[Shape boundary entries]
☆ ☆ ☆ ☆ ☆ ☆ ☆

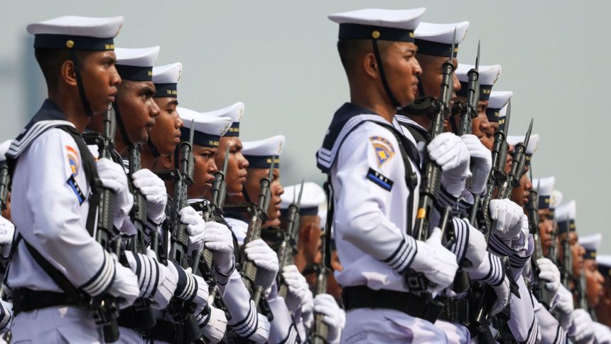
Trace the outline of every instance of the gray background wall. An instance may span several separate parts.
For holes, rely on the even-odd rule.
[[[181,106],[208,111],[244,102],[244,139],[287,136],[283,183],[322,182],[314,152],[348,97],[337,28],[326,16],[417,6],[427,7],[424,21],[470,21],[459,60],[472,63],[482,40],[482,63],[503,66],[494,89],[514,92],[511,134],[523,134],[535,118],[535,176],[555,176],[564,199],[578,200],[580,232],[610,237],[609,1],[11,1],[0,14],[0,139],[16,136],[45,97],[26,25],[120,14],[117,46],[160,45],[158,64],[183,63]]]

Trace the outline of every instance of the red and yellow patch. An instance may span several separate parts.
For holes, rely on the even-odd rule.
[[[70,170],[73,175],[78,174],[78,152],[74,148],[66,146],[66,151],[68,158],[68,163],[70,165]]]
[[[382,167],[385,162],[394,156],[394,148],[387,139],[382,136],[369,136],[369,141],[376,153],[378,167]]]

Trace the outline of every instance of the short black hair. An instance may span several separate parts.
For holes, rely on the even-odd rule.
[[[82,63],[90,55],[86,51],[77,50],[75,53],[79,63]],[[61,49],[35,49],[34,56],[40,66],[49,91],[55,90],[60,81],[60,69],[62,65],[70,60],[70,53]]]
[[[360,58],[369,49],[373,49],[372,43],[364,39],[340,39],[337,41],[337,52],[346,74],[355,72]]]

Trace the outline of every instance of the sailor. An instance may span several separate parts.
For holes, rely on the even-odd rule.
[[[112,295],[124,306],[140,294],[138,278],[96,242],[87,221],[95,216],[94,178],[115,193],[115,219],[124,220],[133,203],[127,178],[107,168],[107,159],[96,164],[80,134],[117,95],[113,38],[122,23],[121,16],[67,16],[28,26],[48,99],[6,154],[22,238],[6,286],[15,342],[103,342],[108,324],[97,324],[82,302]]]

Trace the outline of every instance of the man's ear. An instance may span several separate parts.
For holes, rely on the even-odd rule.
[[[365,74],[372,79],[377,79],[379,75],[379,70],[378,69],[376,55],[373,53],[367,53],[363,57],[362,62]]]
[[[62,67],[60,68],[60,81],[70,86],[77,85],[76,69],[72,61],[66,60],[62,63]]]

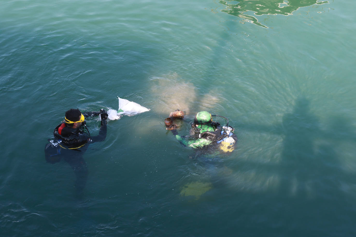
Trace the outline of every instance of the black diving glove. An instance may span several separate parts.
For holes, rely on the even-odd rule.
[[[231,128],[231,133],[233,133],[234,131],[235,130],[235,129],[234,128],[232,128],[232,126],[229,126],[229,128]]]
[[[109,116],[109,114],[108,114],[106,111],[104,109],[101,109],[100,110],[100,116],[102,119],[106,120],[106,119],[108,118],[108,116]]]

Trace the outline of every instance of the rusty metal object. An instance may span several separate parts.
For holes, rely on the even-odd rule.
[[[169,117],[171,118],[183,118],[184,117],[184,112],[177,109],[169,114]]]
[[[179,109],[177,109],[175,111],[172,112],[169,114],[169,117],[164,120],[164,124],[167,130],[173,130],[176,129],[177,128],[177,124],[173,124],[173,121],[175,118],[182,119],[184,117],[184,112]]]

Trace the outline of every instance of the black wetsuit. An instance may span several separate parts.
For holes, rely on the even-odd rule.
[[[106,136],[106,121],[101,119],[101,126],[97,136],[89,138],[84,131],[84,126],[77,129],[68,127],[65,123],[61,124],[55,129],[53,133],[57,141],[62,141],[56,146],[51,142],[44,149],[46,160],[54,163],[63,158],[72,167],[75,175],[76,195],[80,199],[87,183],[88,170],[83,156],[90,144],[102,141]],[[60,131],[58,131],[59,128]],[[55,142],[53,142],[55,143]]]

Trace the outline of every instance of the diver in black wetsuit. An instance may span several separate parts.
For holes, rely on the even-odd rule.
[[[91,137],[85,125],[84,117],[99,115],[101,126],[98,136]],[[76,195],[81,199],[87,183],[88,170],[83,155],[88,144],[105,140],[106,136],[108,113],[102,109],[100,112],[87,112],[82,114],[79,109],[71,109],[66,112],[64,121],[54,129],[55,139],[49,141],[44,149],[47,162],[54,163],[63,158],[73,169],[76,178]]]

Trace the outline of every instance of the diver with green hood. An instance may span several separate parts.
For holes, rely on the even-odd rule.
[[[171,113],[170,118],[166,119],[166,120],[170,118],[172,120],[174,118],[183,118],[184,116],[184,114],[183,116],[177,117],[174,115],[172,116],[172,114]],[[213,116],[225,119],[227,121],[226,125],[221,126],[219,122],[213,121]],[[215,145],[225,152],[231,152],[235,149],[237,137],[233,133],[235,129],[229,125],[229,120],[225,117],[211,115],[207,111],[201,111],[195,115],[191,125],[190,135],[181,136],[178,135],[176,125],[173,125],[172,123],[169,124],[166,123],[167,129],[171,130],[177,140],[184,146],[196,149]]]

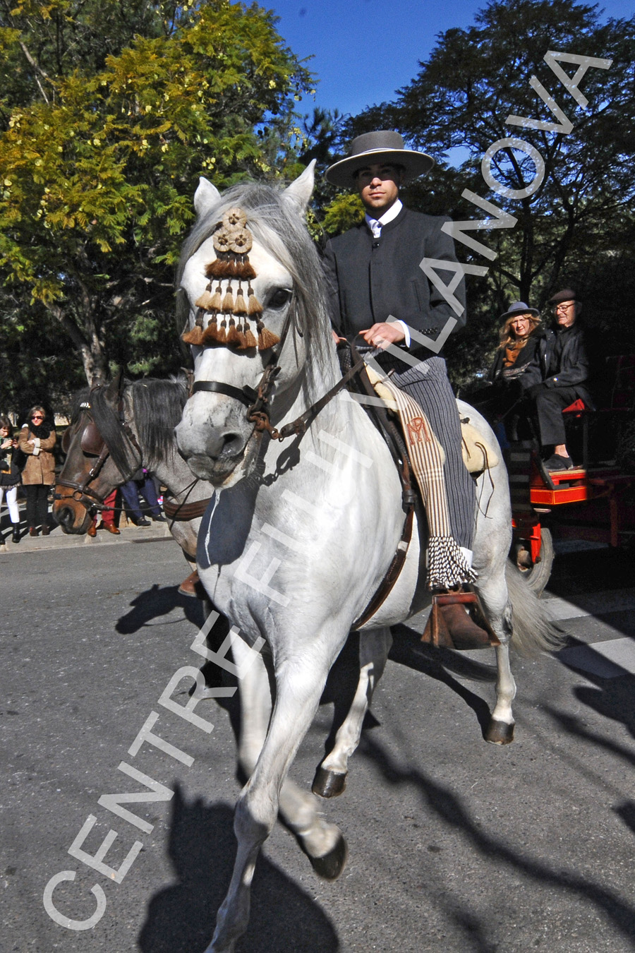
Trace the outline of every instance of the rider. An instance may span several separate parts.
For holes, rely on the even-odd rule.
[[[456,263],[454,242],[442,231],[448,219],[411,212],[399,198],[400,187],[433,164],[425,152],[407,149],[398,132],[378,131],[353,139],[349,154],[326,174],[332,185],[357,190],[366,216],[328,241],[325,272],[334,328],[350,340],[359,335],[384,351],[393,346],[378,363],[386,373],[392,371],[392,383],[420,404],[444,448],[450,529],[465,559],[464,577],[452,584],[473,578],[475,490],[463,462],[459,415],[446,362],[434,345],[437,338],[443,340],[450,319],[458,327],[465,324],[465,292],[461,282],[454,294],[464,311],[457,316],[420,267],[427,257]],[[402,359],[397,349],[410,359]],[[458,601],[442,611],[457,646],[486,644],[486,634]]]

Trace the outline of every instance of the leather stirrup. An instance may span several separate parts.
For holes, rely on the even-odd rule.
[[[477,620],[465,611],[466,606],[471,607]],[[435,594],[421,640],[438,648],[458,651],[501,644],[483,612],[478,596],[472,591]]]

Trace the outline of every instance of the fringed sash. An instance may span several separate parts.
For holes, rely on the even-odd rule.
[[[428,589],[451,589],[473,582],[476,573],[467,565],[461,547],[451,535],[444,481],[446,455],[419,404],[390,381],[367,366],[380,397],[397,411],[410,463],[426,508],[429,532],[427,550]]]

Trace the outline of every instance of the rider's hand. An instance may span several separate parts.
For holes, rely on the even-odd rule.
[[[406,337],[401,324],[388,324],[387,321],[373,324],[372,328],[360,331],[359,335],[367,344],[372,344],[373,347],[381,348],[382,351],[385,351],[388,344],[396,344],[397,341],[403,341]]]
[[[536,397],[541,394],[544,394],[546,390],[546,388],[545,387],[545,384],[534,384],[525,392],[525,396],[529,397],[530,400],[535,400]]]

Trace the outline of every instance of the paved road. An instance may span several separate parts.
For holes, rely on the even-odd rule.
[[[187,566],[162,532],[78,545],[53,534],[46,548],[0,555],[3,953],[198,953],[211,935],[233,860],[235,711],[202,702],[208,734],[158,704],[174,673],[200,661],[198,606],[176,592]],[[444,673],[401,632],[347,791],[325,802],[348,866],[319,881],[278,825],[240,953],[634,948],[633,558],[561,556],[546,595],[575,643],[516,659],[516,740],[505,748],[482,739],[492,686]],[[149,742],[129,752],[152,712],[181,760]],[[303,783],[331,716],[321,709],[293,767]],[[128,805],[145,830],[98,803],[139,790],[121,762],[175,792]],[[69,854],[91,816],[87,854],[110,828],[112,868],[143,844],[120,883]],[[76,873],[52,894],[64,917],[89,918],[90,888],[103,891],[94,928],[45,911],[63,871]]]

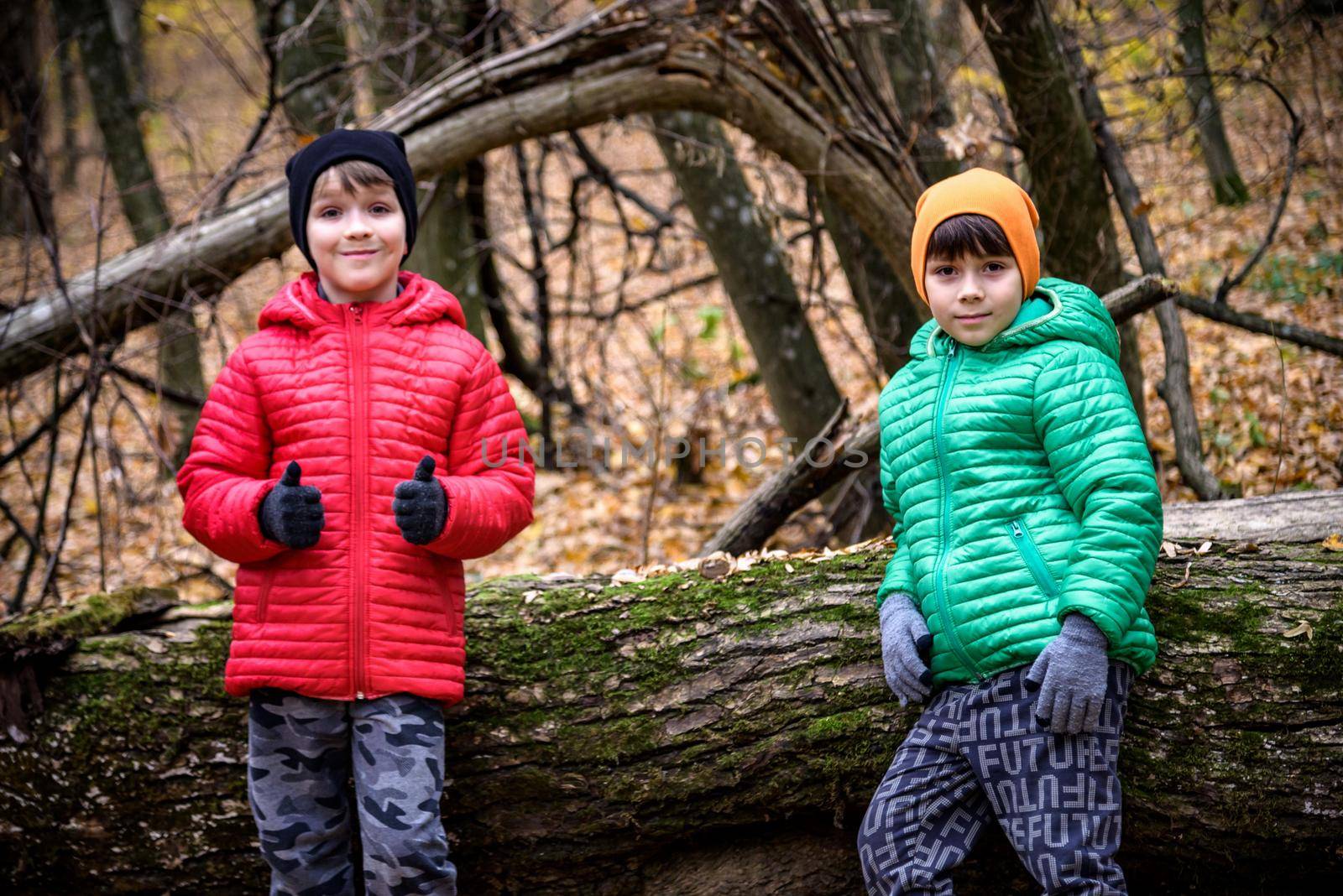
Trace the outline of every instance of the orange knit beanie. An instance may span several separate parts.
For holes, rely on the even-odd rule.
[[[1039,212],[1026,190],[997,172],[971,168],[954,177],[940,180],[919,197],[915,204],[915,235],[909,244],[909,264],[913,267],[919,296],[928,302],[924,290],[924,262],[928,239],[937,225],[956,215],[983,215],[1003,228],[1007,244],[1017,256],[1026,298],[1039,282],[1039,247],[1035,245],[1035,225]]]

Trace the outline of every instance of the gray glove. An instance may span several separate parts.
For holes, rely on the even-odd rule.
[[[1082,734],[1100,724],[1109,660],[1105,633],[1082,613],[1064,617],[1064,630],[1039,652],[1026,673],[1035,691],[1035,722],[1054,734]]]
[[[928,699],[932,671],[924,657],[932,647],[928,622],[913,598],[896,592],[881,602],[881,661],[886,667],[886,684],[900,699],[900,706]]]
[[[285,475],[257,508],[261,534],[273,542],[295,549],[316,545],[326,524],[322,494],[317,486],[299,486],[301,473],[298,461],[290,460],[285,467]]]
[[[392,490],[392,514],[402,538],[411,545],[428,545],[443,533],[447,522],[447,494],[434,479],[434,457],[424,455],[415,465],[415,478]]]

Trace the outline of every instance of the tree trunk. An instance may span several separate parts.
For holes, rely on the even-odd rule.
[[[545,40],[443,72],[371,126],[403,134],[412,166],[426,177],[497,146],[616,115],[693,109],[725,118],[831,193],[913,291],[909,233],[921,181],[908,154],[874,138],[884,130],[862,107],[850,106],[851,118],[834,121],[826,110],[839,107],[837,99],[800,101],[806,91],[786,80],[792,79],[787,71],[780,79],[755,51],[717,43],[721,11],[713,4],[701,4],[694,15],[684,9],[684,3],[639,4],[637,11],[610,4]],[[674,21],[669,11],[676,11]],[[811,90],[804,72],[796,76]],[[829,80],[815,89],[821,97],[833,90]],[[66,292],[55,290],[0,317],[0,384],[82,350],[79,321],[99,342],[121,338],[165,302],[212,295],[281,254],[290,245],[286,196],[277,181],[97,272],[71,278]]]
[[[334,0],[252,0],[252,11],[257,35],[273,54],[281,91],[325,66],[345,62],[345,31]],[[289,94],[282,103],[289,123],[313,137],[336,127],[348,99],[342,85],[348,83],[337,75]]]
[[[1109,292],[1124,283],[1119,240],[1091,127],[1045,4],[1037,0],[967,0],[1002,78],[1030,168],[1030,193],[1044,235],[1041,267],[1056,276]],[[1138,327],[1119,329],[1119,368],[1147,433],[1147,400]]]
[[[75,38],[79,42],[85,80],[93,97],[94,118],[102,133],[103,149],[121,194],[121,208],[134,233],[136,244],[145,245],[164,233],[172,221],[140,134],[141,105],[136,101],[136,91],[140,87],[134,86],[125,66],[128,56],[138,58],[140,54],[138,50],[126,50],[117,40],[109,1],[55,0],[54,9],[62,39]],[[120,9],[129,15],[128,9],[133,5],[125,0]],[[128,39],[140,39],[137,17],[132,16],[126,28]],[[200,366],[200,337],[196,333],[191,306],[180,302],[165,303],[157,311],[158,381],[180,393],[205,394],[205,377]],[[175,443],[168,445],[175,468],[169,469],[160,464],[158,473],[163,478],[172,478],[191,449],[200,406],[167,397],[164,404],[176,420],[172,433]]]
[[[1185,78],[1185,95],[1194,110],[1198,149],[1213,181],[1213,196],[1218,205],[1248,203],[1250,193],[1236,168],[1232,145],[1222,125],[1222,106],[1207,74],[1207,47],[1203,44],[1203,0],[1180,0],[1179,44],[1185,50],[1185,64],[1191,70]]]
[[[719,122],[692,111],[655,114],[653,122],[662,157],[755,353],[779,424],[806,441],[839,406],[839,389],[807,323],[787,258],[768,227],[756,220],[755,194]]]
[[[1343,565],[1279,541],[1270,512],[1248,522],[1284,500],[1331,520],[1343,507],[1340,492],[1250,499],[1236,519],[1257,547],[1158,563],[1160,659],[1133,688],[1120,761],[1133,892],[1300,892],[1343,871]],[[1167,538],[1180,520],[1217,528],[1217,508],[1171,512]],[[881,673],[889,553],[475,589],[445,794],[466,892],[858,892],[855,825],[917,712]],[[154,613],[167,598],[95,596],[0,628],[5,668],[36,664],[46,704],[26,742],[0,744],[9,892],[263,888],[246,704],[220,687],[230,605]],[[1038,892],[994,834],[958,883]]]
[[[1133,181],[1124,161],[1124,150],[1115,138],[1105,114],[1105,103],[1086,63],[1081,47],[1069,36],[1068,60],[1077,79],[1082,109],[1096,135],[1097,153],[1105,168],[1105,176],[1115,190],[1115,201],[1124,215],[1128,233],[1138,251],[1143,274],[1166,276],[1166,262],[1156,247],[1156,236],[1147,215],[1142,211],[1138,184]],[[1175,463],[1185,482],[1190,483],[1199,498],[1207,499],[1222,492],[1221,483],[1203,465],[1203,439],[1198,428],[1198,414],[1194,410],[1194,394],[1189,385],[1189,339],[1175,310],[1175,298],[1162,302],[1155,310],[1156,323],[1162,331],[1162,346],[1166,350],[1166,377],[1158,384],[1158,394],[1166,401],[1171,416],[1171,432],[1175,436]]]
[[[929,184],[960,170],[955,158],[937,137],[937,127],[951,126],[954,118],[945,83],[933,58],[932,25],[924,0],[868,0],[874,9],[890,16],[890,27],[881,31],[876,46],[900,117],[913,138],[915,164]],[[857,5],[857,0],[849,0]]]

☆ ☆ ☆ ☆ ☆ ☆ ☆

**What you are asked to do:** How many lines in the rows above contain the word "black"? Reply with the number only.

**Worked solution:** 4